Problem to solve
Write out the records once more, exactly as given.

Material provided
*** Begin section ***

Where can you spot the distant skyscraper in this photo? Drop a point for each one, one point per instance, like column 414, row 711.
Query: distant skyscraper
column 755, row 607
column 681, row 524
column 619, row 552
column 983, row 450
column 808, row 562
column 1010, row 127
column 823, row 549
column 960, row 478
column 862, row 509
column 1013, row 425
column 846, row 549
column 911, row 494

*** End section ***

Solution to the problem
Where can you spot the distant skyscraper in this photo? Drop a point for each one, one point per instance, like column 414, row 711.
Query: distant skyscraper
column 755, row 607
column 681, row 524
column 619, row 552
column 983, row 450
column 808, row 562
column 1010, row 127
column 823, row 549
column 960, row 478
column 862, row 509
column 1013, row 425
column 846, row 549
column 911, row 494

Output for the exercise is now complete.